◆ WRITTEN REQUEST ◆
Format every line of the entries below as a Markdown table with two columns, Row and Text, where Row numbers the lines in order and Text holds each line. Leave out blank lines.
[START RECORD SET]
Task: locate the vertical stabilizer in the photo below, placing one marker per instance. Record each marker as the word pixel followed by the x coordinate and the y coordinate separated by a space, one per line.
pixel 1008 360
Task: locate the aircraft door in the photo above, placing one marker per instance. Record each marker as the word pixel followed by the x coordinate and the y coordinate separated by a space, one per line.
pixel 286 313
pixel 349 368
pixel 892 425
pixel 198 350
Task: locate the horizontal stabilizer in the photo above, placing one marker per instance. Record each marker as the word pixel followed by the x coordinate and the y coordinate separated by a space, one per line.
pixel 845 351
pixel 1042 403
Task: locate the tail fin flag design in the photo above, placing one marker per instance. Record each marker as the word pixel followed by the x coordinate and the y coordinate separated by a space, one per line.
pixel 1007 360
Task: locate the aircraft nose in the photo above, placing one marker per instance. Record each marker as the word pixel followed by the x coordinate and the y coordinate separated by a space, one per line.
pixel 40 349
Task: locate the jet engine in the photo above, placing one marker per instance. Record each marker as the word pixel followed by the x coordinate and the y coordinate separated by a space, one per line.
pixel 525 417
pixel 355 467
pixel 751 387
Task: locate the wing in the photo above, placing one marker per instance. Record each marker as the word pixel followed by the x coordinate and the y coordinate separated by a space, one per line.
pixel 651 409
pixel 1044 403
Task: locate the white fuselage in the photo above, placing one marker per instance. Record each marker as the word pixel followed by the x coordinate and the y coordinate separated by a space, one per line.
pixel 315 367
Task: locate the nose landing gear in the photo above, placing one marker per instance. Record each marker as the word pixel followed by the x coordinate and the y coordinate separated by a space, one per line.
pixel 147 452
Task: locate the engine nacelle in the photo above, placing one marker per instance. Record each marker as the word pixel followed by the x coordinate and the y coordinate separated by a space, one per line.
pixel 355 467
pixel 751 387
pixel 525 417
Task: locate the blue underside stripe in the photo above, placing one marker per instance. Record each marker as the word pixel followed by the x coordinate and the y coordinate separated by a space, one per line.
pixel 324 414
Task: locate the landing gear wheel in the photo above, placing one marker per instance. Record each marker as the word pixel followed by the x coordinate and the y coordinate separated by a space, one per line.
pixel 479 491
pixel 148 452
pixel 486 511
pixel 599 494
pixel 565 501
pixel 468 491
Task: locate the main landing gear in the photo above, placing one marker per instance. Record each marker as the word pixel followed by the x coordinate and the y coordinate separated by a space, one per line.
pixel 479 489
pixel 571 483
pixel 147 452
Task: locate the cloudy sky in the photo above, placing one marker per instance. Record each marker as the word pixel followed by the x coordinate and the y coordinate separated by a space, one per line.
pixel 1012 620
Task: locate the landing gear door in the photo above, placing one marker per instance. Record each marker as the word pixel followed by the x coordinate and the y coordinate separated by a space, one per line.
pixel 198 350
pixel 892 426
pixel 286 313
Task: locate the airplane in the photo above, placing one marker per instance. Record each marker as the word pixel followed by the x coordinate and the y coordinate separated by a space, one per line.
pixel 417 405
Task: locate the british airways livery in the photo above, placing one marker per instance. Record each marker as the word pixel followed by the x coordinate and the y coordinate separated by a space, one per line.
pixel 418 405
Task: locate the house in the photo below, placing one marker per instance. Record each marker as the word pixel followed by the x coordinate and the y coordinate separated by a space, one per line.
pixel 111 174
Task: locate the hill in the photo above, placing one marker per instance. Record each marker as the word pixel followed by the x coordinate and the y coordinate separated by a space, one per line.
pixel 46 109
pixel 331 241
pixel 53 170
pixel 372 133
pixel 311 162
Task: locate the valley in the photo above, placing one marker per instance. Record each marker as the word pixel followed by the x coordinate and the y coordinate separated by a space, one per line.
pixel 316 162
[END RECORD SET]
◆ EXERCISE SOLUTION ◆
| Row | Text |
|---|---|
| 1 | Task: locate the vertical stabilizer in the photo below, placing one marker per instance. Record each marker as the word pixel followed by the x coordinate and the y coordinate separated by a space, one per line. |
| 2 | pixel 1008 360 |
| 3 | Task: locate the aircraft door in the photo above, placing one marker per instance. Record each marker as the word pixel followed by the x coordinate and the y coordinate separated by a space, one per line. |
| 4 | pixel 286 313 |
| 5 | pixel 349 368 |
| 6 | pixel 892 425 |
| 7 | pixel 198 350 |
| 8 | Task: locate the horizontal stabilizer in the photo above, placing one marker per instance. Record each marker as the word pixel followed by the x coordinate and the y coordinate separated by a space, one per line. |
| 9 | pixel 845 351 |
| 10 | pixel 1042 403 |
| 11 | Task: locate the tail fin flag design in the photo above, placing one marker per instance. Record each marker as the word pixel followed by the x coordinate and the y coordinate separated by a space, one per line. |
| 12 | pixel 1007 360 |
| 13 | Task: locate the aircraft nose in the photo above, placing one marker per instance. Record each marker as the word pixel followed by the x coordinate and the y coordinate separated by a space, one per line. |
| 14 | pixel 40 349 |
| 15 | Task: locate the jet engine in the photo above, placing one marker per instance. Record each marker as the word pixel followed by the x coordinate and the y coordinate separated by a space, one per line. |
| 16 | pixel 525 417 |
| 17 | pixel 355 467 |
| 18 | pixel 751 387 |
| 19 | Task: locate the wing in the photo above, placing one marker per instance. Record each marker as the word pixel followed by the x coordinate and the y coordinate separated by a space, one per line. |
| 20 | pixel 651 409 |
| 21 | pixel 1044 403 |
| 22 | Task: locate the white fuselage in the photo above, placing one marker per instance. Record each marker as the word pixel followed by the x coordinate and the y coordinate separated by a space, one per line. |
| 23 | pixel 315 367 |
| 24 | Task: locate the nose landing gear in the photo above, placing one marker per instance. Record each marker as the word pixel followed by the x coordinate and the y coordinate separated by a space, one per line. |
| 25 | pixel 147 452 |
| 26 | Task: locate the engine nacelle in the photo above, placing one marker per instance. Record each marker as the word pixel followed by the x coordinate and the y coordinate separated by a space, one per line. |
| 27 | pixel 355 467 |
| 28 | pixel 751 387 |
| 29 | pixel 525 417 |
| 30 | Task: locate the blue underside stripe in the photo above, placing one marker per instance. Record each marker as the word pixel followed by the x coordinate and the y coordinate separated by a space, one per line. |
| 31 | pixel 324 414 |
| 32 | Task: locate the landing gear wheel in the photo above, placing one marker per instance. Record each marker as the word pixel followed by the x coordinate and the y coordinate separated by a space, one per line. |
| 33 | pixel 479 491 |
| 34 | pixel 148 452 |
| 35 | pixel 486 511 |
| 36 | pixel 599 494 |
| 37 | pixel 565 501 |
| 38 | pixel 468 491 |
| 39 | Task: locate the main landing gear in the photo above, placing one marker per instance. Record each marker as the word pixel followed by the x coordinate and the y coordinate separated by a space, one per line. |
| 40 | pixel 479 489 |
| 41 | pixel 571 483 |
| 42 | pixel 147 452 |
| 43 | Task: locate the cloudy sky in the photo above, placing one marker per instance. Record each marker as the word pixel followed by the x coordinate and the y coordinate separated by a space, one per line. |
| 44 | pixel 1012 620 |
| 45 | Task: locate the landing gear door in the photo above, placing one marker per instance. Record each marker as the word pixel followed by the x coordinate and the y coordinate separated by a space, one per line. |
| 46 | pixel 198 350 |
| 47 | pixel 892 426 |
| 48 | pixel 286 313 |
| 49 | Task: locate the airplane in the photo above, placing one marker per instance. Record each marker as the word pixel followed by the x coordinate and the y coordinate separated by a space, one per line. |
| 50 | pixel 417 405 |
| 51 | Task: locate the british airways livery in the photo above, placing one marker per instance. Record each marker as the word pixel followed by the x coordinate and the y coordinate separated by a space, one per line. |
| 52 | pixel 418 405 |
| 53 | Task: locate the house in the photo below, placing one marker per instance. Record each marker as the word pixel followed by the x coordinate and the y coordinate separated by a space, one per line. |
| 54 | pixel 111 174 |
| 55 | Task: locate the hill in the photo above, placing one marker per instance. Record each marker as the word pixel followed by the x coordinate and the y coordinate separated by a space, one per line. |
| 56 | pixel 46 109 |
| 57 | pixel 331 241 |
| 58 | pixel 53 170 |
| 59 | pixel 372 133 |
| 60 | pixel 311 162 |
| 61 | Task: locate the valley in the photo above, placing one marker per instance. Record each marker as the word pixel followed by the x coordinate and the y coordinate separated by a space, one per line. |
| 62 | pixel 316 162 |